The Lahad Datu District () is an administrative district in the Malaysian state of Sabah, part of the Tawau Division which includes the districts of Kunak, Lahad Datu, Semporna and Tawau. The capital of the district is in Lahad Datu Town.

Etymology 
The word "Lahad Datu" comes from the Bajau language, "Lahad" means the place and "Datu" means the dignity of certain people during the sultanate era. The place name traced its roots from the migration of Datu-datu from the Sultanate of Sulu led by Datu Puti as a result of the handing over this area by the Sultanate of Brunei to Sulu after the Brunei Civil War.

History 

Following the acquisition of this area by the North Borneo Chartered Company, the Lahad Datu District was established and it subsequently became the major producer of tobacco for the company beside coconut plantation to produce copra.

On 11 February 2013, several armed Filipino supporters of the Sultanate of Sulu, calling themselves the Royal Security Forces of the Sultanate of Sulu and North Borneo, arrived in Lahad Datu district and occupied the village of Tanduo. They were sent by Jamalul Kiram III, a claimant to the throne of the sultanate. His stated goal is to assert the Philippine territorial claim to eastern Sabah as part of the North Borneo dispute. In response, Malaysian security forces surrounded the village. After several negotiations with the group by the Philippine and Malaysian governments to reach a peaceful solution were unsuccessful, the standoff escalated into an armed conflict which ended with 56 followers of the self-proclaimed Sultanate dead and the others captured by the Malaysian authorities. The Malaysian side also suffered 10 lives lost during the conflict, along with an additional six civilians.

EXERCISE TASK A
Please rewrite everything in the Lahad Datu article from "The Lahad Datu District ()" down to "Brunei Civil War.", and swap "Bajau" for "Sama".
The Lahad Datu article and the records below have nothing to do with each other.

ENTRIES PROVIDED
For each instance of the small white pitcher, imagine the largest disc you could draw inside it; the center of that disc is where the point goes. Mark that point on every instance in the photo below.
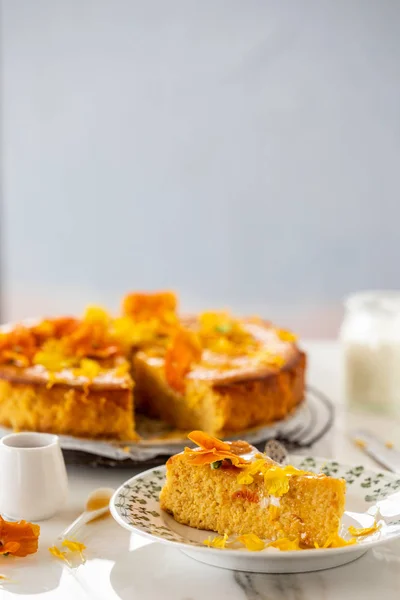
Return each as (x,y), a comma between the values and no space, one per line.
(33,477)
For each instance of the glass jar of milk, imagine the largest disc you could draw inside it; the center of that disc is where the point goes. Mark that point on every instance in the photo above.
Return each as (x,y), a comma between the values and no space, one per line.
(370,336)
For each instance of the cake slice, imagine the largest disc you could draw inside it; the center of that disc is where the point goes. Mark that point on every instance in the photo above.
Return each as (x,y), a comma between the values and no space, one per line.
(230,488)
(221,375)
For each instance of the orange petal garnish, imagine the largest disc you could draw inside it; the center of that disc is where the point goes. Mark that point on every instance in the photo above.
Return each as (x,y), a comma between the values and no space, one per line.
(58,554)
(207,441)
(183,351)
(19,539)
(211,450)
(143,307)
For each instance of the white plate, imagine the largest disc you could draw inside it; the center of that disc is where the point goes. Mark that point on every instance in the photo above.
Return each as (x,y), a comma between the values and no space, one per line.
(135,506)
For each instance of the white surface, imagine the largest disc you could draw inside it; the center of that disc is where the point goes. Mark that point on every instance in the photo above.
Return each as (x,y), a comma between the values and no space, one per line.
(152,571)
(240,152)
(33,478)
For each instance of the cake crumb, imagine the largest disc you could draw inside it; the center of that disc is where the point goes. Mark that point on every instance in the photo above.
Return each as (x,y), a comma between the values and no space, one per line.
(359,443)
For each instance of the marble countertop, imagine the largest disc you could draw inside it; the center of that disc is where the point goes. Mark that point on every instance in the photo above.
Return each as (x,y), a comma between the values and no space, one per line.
(121,566)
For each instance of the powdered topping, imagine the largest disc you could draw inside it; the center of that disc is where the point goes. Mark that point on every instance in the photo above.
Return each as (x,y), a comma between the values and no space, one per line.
(217,541)
(252,542)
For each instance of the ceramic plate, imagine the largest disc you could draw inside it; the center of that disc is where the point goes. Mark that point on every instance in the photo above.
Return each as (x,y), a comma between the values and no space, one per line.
(370,494)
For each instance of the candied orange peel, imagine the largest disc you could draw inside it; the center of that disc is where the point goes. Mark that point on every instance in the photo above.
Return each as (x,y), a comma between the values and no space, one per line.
(147,306)
(183,351)
(18,539)
(364,531)
(211,450)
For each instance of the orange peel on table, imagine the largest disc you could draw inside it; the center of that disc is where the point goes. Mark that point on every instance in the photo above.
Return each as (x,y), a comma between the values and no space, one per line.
(18,539)
(211,450)
(184,350)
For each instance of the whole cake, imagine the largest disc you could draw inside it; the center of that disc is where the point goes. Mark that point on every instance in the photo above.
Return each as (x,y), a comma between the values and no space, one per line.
(231,488)
(87,377)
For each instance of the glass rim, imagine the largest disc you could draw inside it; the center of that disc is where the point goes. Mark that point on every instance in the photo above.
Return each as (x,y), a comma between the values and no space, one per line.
(388,300)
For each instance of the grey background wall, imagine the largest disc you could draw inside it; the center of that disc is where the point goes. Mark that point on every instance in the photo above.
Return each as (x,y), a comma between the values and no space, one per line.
(244,153)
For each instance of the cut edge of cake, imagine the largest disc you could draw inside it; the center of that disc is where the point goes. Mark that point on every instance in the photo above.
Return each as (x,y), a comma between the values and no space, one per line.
(230,488)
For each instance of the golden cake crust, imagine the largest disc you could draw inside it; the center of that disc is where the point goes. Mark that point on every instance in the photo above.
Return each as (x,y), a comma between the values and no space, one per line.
(232,379)
(224,405)
(67,410)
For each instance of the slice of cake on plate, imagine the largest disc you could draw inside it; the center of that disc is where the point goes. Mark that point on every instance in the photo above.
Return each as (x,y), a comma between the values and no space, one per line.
(230,488)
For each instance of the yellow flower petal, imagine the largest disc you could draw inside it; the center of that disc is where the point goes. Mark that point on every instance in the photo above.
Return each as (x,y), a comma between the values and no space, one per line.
(96,314)
(286,336)
(88,368)
(58,554)
(74,547)
(335,541)
(216,542)
(252,542)
(273,512)
(284,544)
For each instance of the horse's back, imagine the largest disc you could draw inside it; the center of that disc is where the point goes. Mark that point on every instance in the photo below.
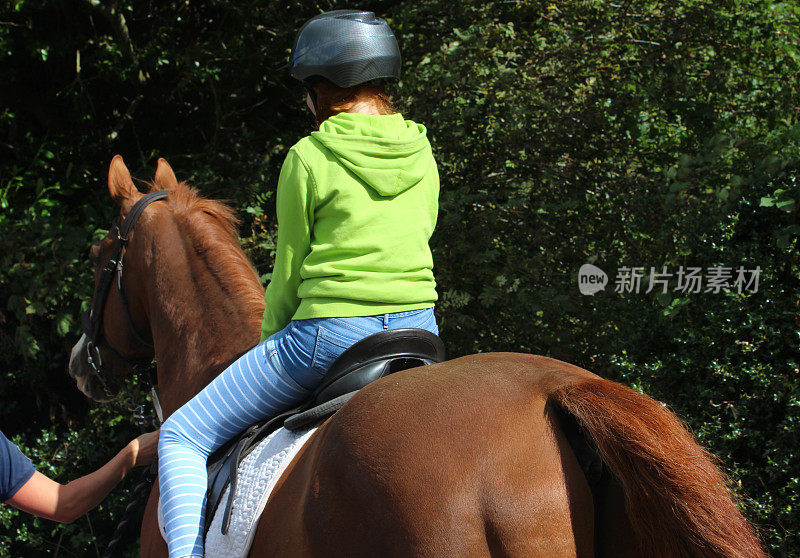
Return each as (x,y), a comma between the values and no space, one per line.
(458,458)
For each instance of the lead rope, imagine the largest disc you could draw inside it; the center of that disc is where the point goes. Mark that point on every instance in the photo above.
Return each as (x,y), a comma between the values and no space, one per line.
(145,479)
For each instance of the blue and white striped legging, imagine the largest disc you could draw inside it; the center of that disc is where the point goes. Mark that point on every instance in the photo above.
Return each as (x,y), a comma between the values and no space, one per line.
(272,377)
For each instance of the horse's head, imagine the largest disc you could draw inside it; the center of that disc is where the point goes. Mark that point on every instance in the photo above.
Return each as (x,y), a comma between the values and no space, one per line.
(116,329)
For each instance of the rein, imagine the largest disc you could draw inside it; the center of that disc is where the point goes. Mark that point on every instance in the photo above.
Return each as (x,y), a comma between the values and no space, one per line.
(92,319)
(92,325)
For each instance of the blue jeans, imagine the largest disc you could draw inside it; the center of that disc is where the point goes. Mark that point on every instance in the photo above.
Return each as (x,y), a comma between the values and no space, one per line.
(272,377)
(307,348)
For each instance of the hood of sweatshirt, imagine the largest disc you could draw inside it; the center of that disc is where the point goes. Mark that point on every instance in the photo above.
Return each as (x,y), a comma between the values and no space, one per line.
(390,154)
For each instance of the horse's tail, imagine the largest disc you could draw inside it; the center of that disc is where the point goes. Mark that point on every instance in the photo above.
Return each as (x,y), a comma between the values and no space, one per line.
(676,498)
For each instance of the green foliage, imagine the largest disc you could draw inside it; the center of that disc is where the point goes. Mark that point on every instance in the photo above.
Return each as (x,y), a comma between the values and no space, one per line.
(620,134)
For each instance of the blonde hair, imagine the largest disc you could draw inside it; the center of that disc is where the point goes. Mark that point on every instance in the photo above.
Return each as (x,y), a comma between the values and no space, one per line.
(332,99)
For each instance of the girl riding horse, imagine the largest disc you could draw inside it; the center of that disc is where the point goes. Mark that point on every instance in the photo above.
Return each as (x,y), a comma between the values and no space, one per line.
(357,203)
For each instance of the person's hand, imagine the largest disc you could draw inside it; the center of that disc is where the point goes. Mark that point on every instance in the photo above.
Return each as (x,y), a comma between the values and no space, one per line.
(144,449)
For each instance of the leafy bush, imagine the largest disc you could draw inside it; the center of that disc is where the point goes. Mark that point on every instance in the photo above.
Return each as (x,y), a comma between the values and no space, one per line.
(619,134)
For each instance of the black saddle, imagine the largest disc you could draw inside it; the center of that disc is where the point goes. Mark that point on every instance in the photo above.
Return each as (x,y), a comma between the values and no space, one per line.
(371,358)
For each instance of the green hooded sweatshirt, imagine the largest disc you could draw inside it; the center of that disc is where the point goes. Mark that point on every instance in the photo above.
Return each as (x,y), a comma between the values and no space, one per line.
(357,203)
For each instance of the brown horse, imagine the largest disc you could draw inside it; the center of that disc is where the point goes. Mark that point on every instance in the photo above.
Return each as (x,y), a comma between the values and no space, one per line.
(464,458)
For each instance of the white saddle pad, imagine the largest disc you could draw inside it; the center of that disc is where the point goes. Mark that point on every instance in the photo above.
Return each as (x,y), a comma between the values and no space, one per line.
(258,473)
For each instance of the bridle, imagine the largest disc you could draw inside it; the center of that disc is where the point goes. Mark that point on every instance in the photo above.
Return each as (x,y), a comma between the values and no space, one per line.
(92,319)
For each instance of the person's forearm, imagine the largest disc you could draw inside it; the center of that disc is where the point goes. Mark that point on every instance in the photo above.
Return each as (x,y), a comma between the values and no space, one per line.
(83,494)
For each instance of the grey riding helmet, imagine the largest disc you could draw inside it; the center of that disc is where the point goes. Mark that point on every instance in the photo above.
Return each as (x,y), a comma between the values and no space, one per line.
(348,47)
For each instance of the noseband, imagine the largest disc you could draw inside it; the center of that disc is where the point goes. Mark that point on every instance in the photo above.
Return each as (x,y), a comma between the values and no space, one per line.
(92,319)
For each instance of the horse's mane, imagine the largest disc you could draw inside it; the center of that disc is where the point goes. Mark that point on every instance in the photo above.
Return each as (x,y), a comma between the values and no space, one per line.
(212,227)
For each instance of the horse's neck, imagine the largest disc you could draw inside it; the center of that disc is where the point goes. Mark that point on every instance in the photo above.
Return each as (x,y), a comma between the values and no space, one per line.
(199,326)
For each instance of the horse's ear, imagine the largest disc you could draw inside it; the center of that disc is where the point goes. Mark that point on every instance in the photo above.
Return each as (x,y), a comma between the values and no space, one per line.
(120,184)
(165,178)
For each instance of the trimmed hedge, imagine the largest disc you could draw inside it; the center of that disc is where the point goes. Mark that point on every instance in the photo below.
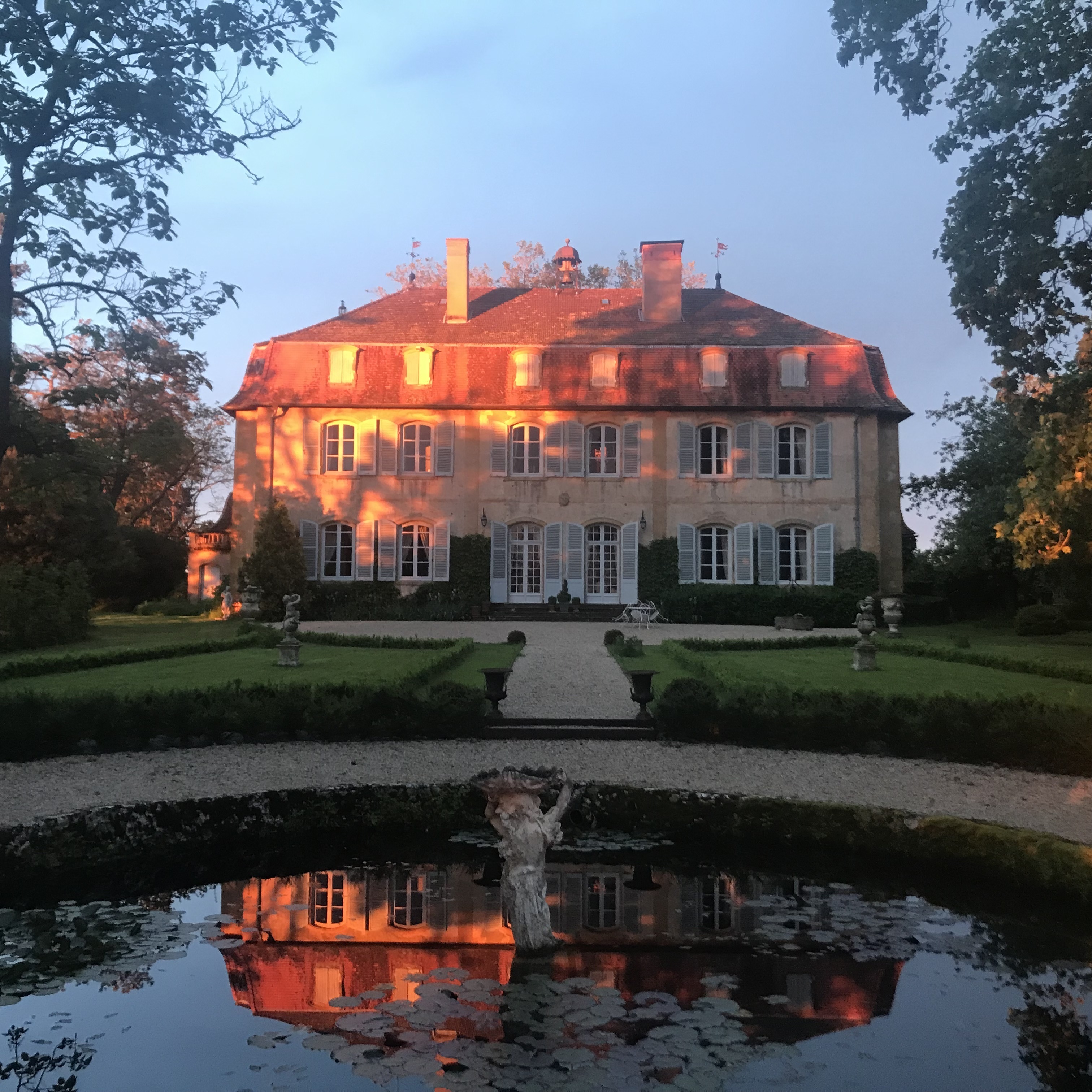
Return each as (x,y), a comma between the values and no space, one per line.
(757,605)
(1018,733)
(42,605)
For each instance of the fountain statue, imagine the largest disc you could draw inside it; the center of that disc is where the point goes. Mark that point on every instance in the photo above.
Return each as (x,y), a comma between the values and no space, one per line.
(289,649)
(514,807)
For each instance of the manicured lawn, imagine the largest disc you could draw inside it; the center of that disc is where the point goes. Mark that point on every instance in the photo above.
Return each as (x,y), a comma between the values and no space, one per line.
(320,664)
(114,632)
(830,670)
(484,655)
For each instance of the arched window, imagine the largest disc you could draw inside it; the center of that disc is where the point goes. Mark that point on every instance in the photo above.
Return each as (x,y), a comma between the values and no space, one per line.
(715,451)
(603,451)
(416,551)
(328,898)
(715,555)
(338,552)
(341,448)
(408,899)
(528,367)
(601,905)
(416,449)
(792,451)
(793,556)
(527,450)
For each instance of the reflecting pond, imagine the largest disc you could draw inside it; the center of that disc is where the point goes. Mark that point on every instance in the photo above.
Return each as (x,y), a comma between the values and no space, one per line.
(402,975)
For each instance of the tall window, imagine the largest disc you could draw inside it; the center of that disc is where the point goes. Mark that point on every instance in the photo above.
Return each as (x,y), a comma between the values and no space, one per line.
(528,368)
(416,541)
(717,895)
(328,899)
(408,899)
(527,449)
(338,551)
(792,451)
(602,905)
(715,555)
(715,451)
(341,448)
(603,450)
(792,556)
(416,449)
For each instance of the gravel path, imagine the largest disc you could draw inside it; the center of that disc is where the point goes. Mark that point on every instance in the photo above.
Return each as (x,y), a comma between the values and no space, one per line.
(1037,802)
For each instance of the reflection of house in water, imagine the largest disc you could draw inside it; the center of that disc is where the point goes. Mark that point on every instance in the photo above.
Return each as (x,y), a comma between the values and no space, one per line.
(342,934)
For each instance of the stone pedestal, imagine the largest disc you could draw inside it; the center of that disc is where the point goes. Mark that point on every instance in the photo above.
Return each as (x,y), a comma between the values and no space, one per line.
(287,653)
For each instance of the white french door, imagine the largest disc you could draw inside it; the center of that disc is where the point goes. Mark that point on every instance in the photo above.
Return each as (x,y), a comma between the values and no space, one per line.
(601,568)
(526,564)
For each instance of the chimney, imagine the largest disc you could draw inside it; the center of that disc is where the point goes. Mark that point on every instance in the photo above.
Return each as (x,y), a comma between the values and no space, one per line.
(459,280)
(662,268)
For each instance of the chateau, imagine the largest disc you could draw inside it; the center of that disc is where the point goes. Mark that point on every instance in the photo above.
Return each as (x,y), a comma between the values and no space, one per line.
(569,425)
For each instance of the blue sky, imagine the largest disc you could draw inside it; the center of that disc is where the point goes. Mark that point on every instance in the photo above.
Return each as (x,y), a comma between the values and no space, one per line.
(606,123)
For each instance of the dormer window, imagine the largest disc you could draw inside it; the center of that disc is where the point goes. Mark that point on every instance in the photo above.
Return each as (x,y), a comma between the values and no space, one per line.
(528,367)
(342,364)
(419,360)
(794,368)
(715,367)
(604,369)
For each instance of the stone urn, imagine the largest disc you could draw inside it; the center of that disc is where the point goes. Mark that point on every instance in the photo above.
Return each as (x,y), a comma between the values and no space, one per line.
(893,614)
(251,599)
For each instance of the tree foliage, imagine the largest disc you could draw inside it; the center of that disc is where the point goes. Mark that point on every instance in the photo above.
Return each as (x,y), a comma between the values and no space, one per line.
(1017,236)
(101,101)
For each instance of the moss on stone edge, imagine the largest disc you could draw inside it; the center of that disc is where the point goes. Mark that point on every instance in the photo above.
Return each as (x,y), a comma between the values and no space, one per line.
(112,837)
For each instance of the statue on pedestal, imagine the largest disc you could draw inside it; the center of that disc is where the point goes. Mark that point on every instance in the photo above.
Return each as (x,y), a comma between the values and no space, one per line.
(514,807)
(864,651)
(289,649)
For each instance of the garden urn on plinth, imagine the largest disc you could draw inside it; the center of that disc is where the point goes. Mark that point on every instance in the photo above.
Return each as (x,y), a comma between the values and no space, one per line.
(893,614)
(251,599)
(515,810)
(289,649)
(864,651)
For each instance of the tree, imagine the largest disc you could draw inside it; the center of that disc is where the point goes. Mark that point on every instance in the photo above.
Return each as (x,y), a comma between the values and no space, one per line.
(134,400)
(277,565)
(1017,237)
(101,101)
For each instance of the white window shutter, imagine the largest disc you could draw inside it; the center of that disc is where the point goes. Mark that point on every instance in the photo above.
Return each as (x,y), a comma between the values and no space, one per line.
(498,567)
(823,455)
(687,552)
(445,458)
(309,538)
(686,449)
(742,451)
(366,447)
(632,449)
(498,454)
(552,569)
(313,447)
(442,550)
(575,449)
(767,554)
(765,450)
(388,550)
(555,449)
(575,559)
(366,550)
(628,581)
(388,449)
(745,553)
(825,554)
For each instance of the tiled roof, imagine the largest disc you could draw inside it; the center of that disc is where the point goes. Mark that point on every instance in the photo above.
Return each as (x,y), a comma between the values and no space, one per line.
(660,365)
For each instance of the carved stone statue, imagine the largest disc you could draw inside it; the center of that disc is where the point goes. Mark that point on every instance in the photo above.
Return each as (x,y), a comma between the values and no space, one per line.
(514,807)
(893,614)
(864,651)
(289,649)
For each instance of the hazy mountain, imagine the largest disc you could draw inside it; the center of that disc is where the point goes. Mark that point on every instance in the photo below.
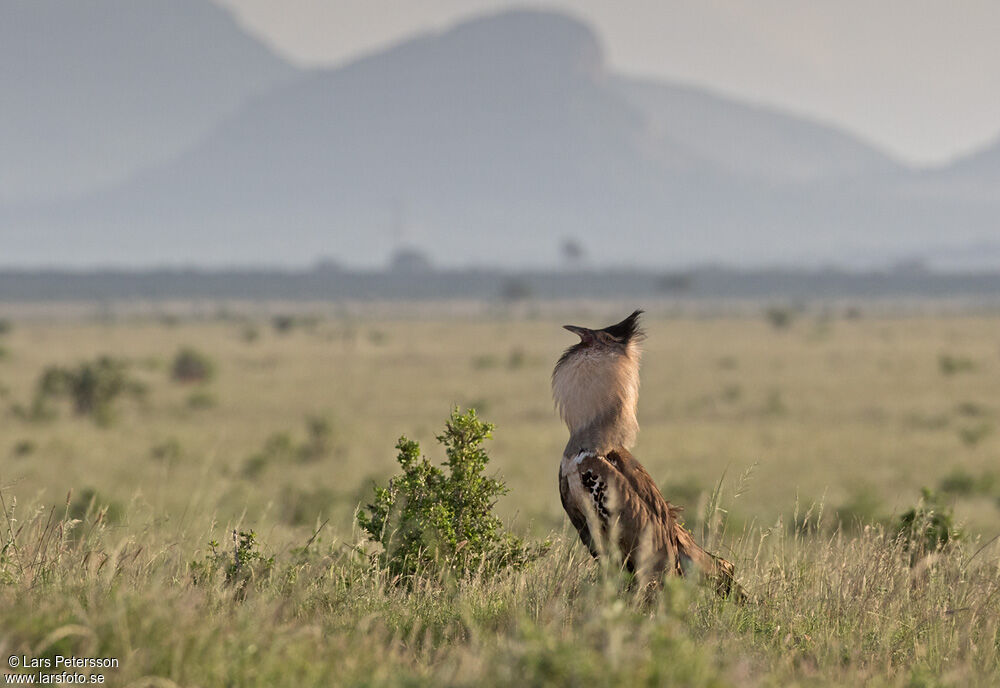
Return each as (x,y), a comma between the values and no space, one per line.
(490,143)
(93,90)
(752,141)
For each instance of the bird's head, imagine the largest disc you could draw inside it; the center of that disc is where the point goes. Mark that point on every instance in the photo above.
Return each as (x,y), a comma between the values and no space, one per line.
(597,379)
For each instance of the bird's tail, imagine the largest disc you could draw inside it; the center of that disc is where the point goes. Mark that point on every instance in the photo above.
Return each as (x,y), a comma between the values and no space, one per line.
(692,557)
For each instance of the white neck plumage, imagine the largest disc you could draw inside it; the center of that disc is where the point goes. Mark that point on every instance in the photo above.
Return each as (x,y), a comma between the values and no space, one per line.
(596,393)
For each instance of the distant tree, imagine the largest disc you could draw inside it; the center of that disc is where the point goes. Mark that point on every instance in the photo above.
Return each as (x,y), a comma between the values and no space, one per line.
(515,289)
(92,387)
(409,260)
(572,251)
(191,366)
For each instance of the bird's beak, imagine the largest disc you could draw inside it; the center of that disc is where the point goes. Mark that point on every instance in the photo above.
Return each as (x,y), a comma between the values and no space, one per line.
(586,336)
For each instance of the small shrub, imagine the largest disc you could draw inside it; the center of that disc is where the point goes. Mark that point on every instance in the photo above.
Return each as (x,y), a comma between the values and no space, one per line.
(952,365)
(190,365)
(779,317)
(240,567)
(200,400)
(283,324)
(24,448)
(861,508)
(277,448)
(484,362)
(972,435)
(91,505)
(319,439)
(516,289)
(516,359)
(168,451)
(428,518)
(92,387)
(249,333)
(928,527)
(963,484)
(303,507)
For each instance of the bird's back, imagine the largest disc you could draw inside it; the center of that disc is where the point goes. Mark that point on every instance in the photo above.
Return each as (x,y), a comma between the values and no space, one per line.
(617,508)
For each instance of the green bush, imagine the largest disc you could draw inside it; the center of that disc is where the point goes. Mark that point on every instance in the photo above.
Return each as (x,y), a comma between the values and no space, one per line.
(244,565)
(928,527)
(92,387)
(428,519)
(191,366)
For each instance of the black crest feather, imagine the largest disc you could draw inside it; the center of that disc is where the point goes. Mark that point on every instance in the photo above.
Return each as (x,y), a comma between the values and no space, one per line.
(627,330)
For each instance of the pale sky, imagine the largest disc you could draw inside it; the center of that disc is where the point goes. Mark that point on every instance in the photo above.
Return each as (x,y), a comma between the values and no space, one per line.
(918,78)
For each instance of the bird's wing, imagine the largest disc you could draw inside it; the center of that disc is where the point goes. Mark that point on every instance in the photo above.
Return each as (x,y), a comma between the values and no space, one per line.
(623,494)
(603,501)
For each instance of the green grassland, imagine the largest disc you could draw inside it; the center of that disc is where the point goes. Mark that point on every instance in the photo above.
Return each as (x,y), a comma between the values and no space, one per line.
(820,430)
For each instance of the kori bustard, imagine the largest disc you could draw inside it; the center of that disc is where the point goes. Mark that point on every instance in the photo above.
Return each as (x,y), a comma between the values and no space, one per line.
(609,497)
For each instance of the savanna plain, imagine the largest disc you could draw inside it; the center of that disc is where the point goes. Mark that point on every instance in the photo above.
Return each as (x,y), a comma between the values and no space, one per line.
(194,517)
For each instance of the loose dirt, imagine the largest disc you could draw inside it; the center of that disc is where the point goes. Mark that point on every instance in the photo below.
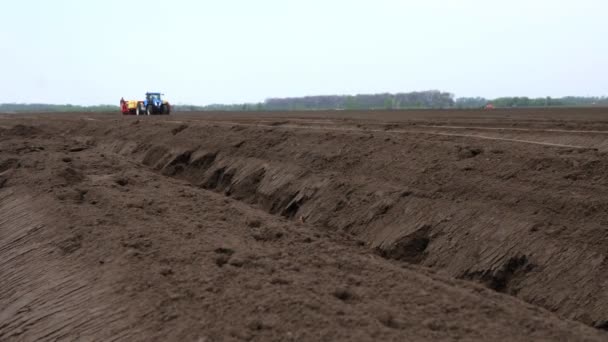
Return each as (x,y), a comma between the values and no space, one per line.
(307,226)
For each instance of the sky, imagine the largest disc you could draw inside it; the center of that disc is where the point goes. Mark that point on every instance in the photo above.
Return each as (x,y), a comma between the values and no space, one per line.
(234,51)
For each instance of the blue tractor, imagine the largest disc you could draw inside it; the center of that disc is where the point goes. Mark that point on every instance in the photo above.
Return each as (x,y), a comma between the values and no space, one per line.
(153,105)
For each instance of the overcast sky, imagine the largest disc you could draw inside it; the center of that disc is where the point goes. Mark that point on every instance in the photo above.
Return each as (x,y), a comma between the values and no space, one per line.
(202,52)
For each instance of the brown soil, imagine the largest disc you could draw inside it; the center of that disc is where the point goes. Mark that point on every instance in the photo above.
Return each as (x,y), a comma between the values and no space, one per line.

EXERCISE TASK B
Locate and copy each line of the records containing the string "wing". Case counts.

CORRECT RESPONSE A
The Lahad Datu District () is an administrative district in the Malaysian state of Sabah, part of the Tawau Division which includes the districts of Kunak, Lahad Datu, Semporna and Tawau. The capital of the district is in Lahad Datu Town.

Etymology 
The word "Lahad Datu" comes from the Sama language, "Lahad" means the place and "Datu" means the dignity of certain people during the sultanate era. The place name traced its roots from the migration of Datu-datu from the Sultanate of Sulu led by Datu Puti as a result of the handing over this area by the Sultanate of Brunei to Sulu after the Brunei Civil War.

CORRECT RESPONSE B
For each instance of the bird's wing, imagine the largest disc you could draw inside it; the center of that disc is where the point goes. Mark that point on every instance in the photo above.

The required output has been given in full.